### PASSAGE GIVEN
"""

If Grantee’s employment with the Company or any Subsidiary terminates for
any reason other than as set forth in paragraph (b) of Section 3 hereof, then
Grantee shall forfeit all of Grantee’s right, title and interest in and to
the Restricted Shares as of the date of employment termination, such Restricted
Shares shall revert to the Company immediately following the event of
forfeiture. The restrictions imposed under this Section 2 shall apply to all
shares of the Company’s common stock or other securities issued with
respect to Restricted Shares hereunder in connection with any merger,
reorganization, consolidation, recapitalization, stock dividend or other change
in corporate structure affecting the common stock of the Company.

 3. Expiration and Termination of Restrictions. The restrictions imposed under Section 2 will expire on the earliest to occur of the following (the period prior to such expiration being referred to herein as the “Restricted Period”):

      (a) As to the fractions of the Shares specified on page 1 hereof, on the respective dates specified on page 1 hereof; provided Grantee is then still employed by the Company or a Subsidiary; or

      (b) As to all of the unvested Shares, on the date of termination of Grantee’s employment by reason of death or Permanent and Total Disability.

"""

### EXCERPTED DATA
"""

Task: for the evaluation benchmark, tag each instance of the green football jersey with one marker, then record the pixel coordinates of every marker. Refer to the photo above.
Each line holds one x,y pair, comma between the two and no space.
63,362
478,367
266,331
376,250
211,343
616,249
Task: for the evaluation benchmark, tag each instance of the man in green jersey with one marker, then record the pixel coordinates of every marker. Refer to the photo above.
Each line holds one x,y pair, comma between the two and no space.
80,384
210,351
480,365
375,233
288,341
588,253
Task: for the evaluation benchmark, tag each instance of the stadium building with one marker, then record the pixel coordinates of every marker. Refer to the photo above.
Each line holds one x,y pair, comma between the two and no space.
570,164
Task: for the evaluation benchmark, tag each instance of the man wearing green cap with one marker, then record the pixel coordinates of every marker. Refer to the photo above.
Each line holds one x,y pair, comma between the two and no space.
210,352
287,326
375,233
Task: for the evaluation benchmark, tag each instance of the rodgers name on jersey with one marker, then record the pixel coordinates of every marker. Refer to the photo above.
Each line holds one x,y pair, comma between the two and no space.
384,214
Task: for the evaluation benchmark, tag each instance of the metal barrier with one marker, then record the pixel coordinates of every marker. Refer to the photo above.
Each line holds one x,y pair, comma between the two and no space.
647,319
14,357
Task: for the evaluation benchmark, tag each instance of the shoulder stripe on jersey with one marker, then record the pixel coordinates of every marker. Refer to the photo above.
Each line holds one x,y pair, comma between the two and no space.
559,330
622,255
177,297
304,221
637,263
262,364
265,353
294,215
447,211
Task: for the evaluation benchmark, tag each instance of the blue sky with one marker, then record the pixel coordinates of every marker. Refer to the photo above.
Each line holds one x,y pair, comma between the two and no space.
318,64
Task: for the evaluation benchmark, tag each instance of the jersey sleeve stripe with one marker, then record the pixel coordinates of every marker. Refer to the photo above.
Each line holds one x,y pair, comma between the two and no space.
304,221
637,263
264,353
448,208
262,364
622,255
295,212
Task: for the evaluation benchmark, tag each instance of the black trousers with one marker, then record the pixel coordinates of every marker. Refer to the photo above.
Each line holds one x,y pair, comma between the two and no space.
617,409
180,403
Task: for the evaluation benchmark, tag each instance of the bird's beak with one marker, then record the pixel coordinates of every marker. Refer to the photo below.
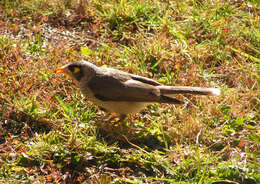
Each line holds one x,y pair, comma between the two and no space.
61,70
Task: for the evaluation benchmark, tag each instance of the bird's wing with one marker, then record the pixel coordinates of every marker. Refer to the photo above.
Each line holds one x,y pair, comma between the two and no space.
121,87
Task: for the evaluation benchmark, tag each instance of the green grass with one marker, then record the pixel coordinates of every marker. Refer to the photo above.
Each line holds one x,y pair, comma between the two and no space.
49,133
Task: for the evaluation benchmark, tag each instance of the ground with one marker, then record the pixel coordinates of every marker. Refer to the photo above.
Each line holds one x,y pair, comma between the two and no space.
49,133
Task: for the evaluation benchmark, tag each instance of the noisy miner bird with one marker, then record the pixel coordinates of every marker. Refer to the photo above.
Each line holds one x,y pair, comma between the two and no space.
124,93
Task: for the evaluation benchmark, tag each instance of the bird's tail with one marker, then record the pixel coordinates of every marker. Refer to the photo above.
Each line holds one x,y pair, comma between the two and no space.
169,90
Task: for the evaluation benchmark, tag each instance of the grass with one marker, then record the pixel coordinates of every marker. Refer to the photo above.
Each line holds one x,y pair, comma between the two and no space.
51,134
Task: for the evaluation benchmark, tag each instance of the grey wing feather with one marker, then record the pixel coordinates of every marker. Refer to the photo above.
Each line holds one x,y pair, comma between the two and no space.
120,87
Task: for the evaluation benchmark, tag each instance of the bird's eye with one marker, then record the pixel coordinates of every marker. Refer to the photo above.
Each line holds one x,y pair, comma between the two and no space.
76,70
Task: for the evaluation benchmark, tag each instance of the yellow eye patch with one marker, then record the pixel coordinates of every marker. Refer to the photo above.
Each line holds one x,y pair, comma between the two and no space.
76,69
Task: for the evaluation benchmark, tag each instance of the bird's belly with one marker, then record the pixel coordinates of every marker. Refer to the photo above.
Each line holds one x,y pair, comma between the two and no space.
120,107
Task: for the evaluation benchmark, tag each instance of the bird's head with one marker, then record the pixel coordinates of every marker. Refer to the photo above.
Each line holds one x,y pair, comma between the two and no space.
77,70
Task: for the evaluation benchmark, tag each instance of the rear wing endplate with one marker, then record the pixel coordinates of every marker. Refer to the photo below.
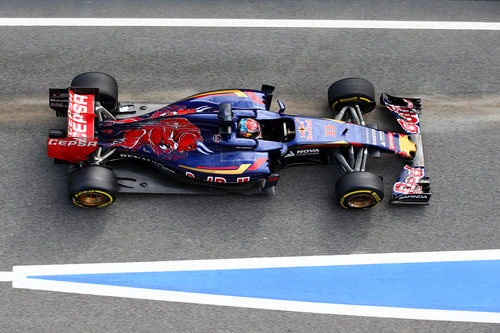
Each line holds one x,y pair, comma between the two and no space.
413,184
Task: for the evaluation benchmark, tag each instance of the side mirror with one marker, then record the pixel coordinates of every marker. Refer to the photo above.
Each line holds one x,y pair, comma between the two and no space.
282,107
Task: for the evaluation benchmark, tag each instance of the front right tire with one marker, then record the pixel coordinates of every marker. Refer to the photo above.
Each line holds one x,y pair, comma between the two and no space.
359,190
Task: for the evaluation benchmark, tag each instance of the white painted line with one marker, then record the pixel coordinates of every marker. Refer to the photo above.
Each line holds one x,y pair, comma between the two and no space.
20,278
244,23
269,304
248,263
6,276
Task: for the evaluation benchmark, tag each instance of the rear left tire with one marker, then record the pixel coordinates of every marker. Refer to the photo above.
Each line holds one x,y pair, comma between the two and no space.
92,187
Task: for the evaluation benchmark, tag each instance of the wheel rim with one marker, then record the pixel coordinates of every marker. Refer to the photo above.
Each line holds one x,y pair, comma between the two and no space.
92,199
362,200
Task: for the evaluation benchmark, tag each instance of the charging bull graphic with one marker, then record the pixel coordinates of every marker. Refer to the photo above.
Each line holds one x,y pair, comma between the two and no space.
167,138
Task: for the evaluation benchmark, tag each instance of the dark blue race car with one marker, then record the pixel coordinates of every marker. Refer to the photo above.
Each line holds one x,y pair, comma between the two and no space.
227,141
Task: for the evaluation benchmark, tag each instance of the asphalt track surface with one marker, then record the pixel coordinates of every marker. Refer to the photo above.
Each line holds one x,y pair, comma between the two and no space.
455,72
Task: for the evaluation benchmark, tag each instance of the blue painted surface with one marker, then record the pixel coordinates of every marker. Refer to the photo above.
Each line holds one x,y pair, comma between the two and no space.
469,285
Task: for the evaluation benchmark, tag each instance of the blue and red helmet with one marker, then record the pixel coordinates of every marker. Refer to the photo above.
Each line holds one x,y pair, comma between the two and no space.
249,128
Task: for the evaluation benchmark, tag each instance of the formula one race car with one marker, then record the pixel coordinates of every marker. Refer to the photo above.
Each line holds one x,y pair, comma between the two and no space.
227,141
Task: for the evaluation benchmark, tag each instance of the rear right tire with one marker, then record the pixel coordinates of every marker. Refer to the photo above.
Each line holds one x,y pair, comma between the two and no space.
352,91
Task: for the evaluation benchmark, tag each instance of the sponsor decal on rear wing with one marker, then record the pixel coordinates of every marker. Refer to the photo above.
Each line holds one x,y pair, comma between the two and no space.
413,185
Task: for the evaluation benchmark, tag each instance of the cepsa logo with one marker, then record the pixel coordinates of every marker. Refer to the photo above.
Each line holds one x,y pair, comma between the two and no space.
80,115
72,142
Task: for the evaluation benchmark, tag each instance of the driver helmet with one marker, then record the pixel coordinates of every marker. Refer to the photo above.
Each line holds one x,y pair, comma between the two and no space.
249,128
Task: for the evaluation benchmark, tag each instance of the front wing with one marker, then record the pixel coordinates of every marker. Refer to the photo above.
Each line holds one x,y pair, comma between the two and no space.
413,184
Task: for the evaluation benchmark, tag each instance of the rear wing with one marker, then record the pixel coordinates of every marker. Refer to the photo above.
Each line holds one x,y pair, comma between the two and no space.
413,185
78,104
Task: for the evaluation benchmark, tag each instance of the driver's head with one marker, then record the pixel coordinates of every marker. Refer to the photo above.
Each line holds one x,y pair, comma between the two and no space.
249,128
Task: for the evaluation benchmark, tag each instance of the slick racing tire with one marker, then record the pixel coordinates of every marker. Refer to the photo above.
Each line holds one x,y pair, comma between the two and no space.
92,187
359,190
352,91
108,88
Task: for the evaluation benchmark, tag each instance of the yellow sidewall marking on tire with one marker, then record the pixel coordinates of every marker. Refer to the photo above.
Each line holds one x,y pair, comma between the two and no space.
372,193
76,196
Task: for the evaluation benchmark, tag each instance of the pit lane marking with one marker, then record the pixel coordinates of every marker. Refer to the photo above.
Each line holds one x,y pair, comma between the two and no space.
245,23
451,285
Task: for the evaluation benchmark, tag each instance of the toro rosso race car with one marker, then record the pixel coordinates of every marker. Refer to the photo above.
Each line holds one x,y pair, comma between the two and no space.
227,141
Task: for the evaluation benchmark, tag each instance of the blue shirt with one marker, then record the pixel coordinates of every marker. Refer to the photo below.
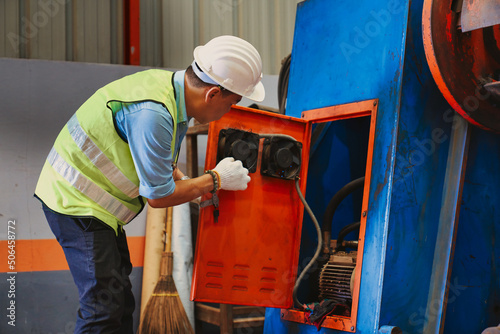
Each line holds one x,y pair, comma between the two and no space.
148,128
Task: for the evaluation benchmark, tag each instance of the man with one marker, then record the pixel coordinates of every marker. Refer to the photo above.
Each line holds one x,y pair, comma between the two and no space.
120,147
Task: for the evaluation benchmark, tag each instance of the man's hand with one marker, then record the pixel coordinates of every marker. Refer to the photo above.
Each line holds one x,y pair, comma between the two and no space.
233,176
177,174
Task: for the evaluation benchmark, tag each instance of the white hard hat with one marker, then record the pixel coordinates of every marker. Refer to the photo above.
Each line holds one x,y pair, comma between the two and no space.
232,63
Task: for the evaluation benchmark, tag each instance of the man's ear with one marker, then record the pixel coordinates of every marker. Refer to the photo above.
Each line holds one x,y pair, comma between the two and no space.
211,93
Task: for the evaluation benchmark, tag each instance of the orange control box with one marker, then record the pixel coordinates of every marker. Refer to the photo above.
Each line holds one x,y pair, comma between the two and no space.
249,254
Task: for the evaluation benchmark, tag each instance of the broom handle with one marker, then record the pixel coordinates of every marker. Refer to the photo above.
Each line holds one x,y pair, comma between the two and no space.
167,257
168,230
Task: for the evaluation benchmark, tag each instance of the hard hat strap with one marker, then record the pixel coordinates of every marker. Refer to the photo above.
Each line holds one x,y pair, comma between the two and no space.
200,74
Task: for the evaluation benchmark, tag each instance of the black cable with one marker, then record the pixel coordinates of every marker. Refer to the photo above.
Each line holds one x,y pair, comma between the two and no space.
337,199
318,248
283,83
344,232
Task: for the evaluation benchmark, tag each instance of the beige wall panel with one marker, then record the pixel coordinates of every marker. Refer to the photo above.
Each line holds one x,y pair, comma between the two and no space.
258,28
103,31
46,18
119,31
78,30
58,15
178,33
151,34
216,18
10,37
90,31
4,41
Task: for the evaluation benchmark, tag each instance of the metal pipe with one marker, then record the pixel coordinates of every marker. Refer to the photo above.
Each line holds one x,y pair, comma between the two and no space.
448,220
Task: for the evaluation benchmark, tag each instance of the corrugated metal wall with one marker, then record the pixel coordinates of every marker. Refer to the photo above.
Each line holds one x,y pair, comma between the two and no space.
92,30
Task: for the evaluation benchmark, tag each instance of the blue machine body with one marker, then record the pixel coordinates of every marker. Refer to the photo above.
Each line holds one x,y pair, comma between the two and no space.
349,51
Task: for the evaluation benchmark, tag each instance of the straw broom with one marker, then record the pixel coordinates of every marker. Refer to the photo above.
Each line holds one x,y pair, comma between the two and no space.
164,312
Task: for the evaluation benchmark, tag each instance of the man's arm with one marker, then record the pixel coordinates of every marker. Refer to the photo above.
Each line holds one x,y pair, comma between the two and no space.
230,173
185,191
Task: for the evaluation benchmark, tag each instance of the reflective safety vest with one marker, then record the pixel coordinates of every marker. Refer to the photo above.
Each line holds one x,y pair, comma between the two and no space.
90,171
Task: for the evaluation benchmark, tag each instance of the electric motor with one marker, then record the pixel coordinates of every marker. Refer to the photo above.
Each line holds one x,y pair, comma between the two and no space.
336,280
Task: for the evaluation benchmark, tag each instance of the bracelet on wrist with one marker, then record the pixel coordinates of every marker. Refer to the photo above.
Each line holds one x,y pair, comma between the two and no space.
216,179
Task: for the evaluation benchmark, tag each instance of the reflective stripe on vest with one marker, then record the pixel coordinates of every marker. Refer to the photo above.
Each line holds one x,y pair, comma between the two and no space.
89,188
100,160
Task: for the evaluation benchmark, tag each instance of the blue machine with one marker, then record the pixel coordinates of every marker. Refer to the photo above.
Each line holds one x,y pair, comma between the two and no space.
430,260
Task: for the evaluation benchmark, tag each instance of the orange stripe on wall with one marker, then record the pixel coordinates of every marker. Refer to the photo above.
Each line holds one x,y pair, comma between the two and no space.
47,255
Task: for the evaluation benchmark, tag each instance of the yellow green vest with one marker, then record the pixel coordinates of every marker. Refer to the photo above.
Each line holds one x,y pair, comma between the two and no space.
90,171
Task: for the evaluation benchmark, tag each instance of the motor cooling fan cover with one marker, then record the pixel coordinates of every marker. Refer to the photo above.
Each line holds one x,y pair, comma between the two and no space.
241,145
281,158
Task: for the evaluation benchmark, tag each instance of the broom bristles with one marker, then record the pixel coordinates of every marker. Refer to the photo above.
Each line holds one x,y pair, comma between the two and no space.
164,312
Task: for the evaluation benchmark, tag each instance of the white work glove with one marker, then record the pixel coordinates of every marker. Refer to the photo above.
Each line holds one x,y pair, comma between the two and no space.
233,176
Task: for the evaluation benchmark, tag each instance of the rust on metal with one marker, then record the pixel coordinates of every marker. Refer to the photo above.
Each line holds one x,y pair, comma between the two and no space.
462,63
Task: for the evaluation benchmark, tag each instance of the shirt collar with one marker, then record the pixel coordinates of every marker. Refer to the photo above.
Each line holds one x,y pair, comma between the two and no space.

"""

### REQUIRED WORK
Reproduce the restricted-share provisions above from "(a) As to the" up to and including "and Total Disability.", substituting "Permanent Incapacity" for "Permanent and Total Disability".

### SOLUTION TO THIS TASK
(a) As to the fractions of the Shares specified on page 1 hereof, on the respective dates specified on page 1 hereof; provided Grantee is then still employed by the Company or a Subsidiary; or

      (b) As to all of the unvested Shares, on the date of termination of Grantee’s employment by reason of death or Permanent Incapacity.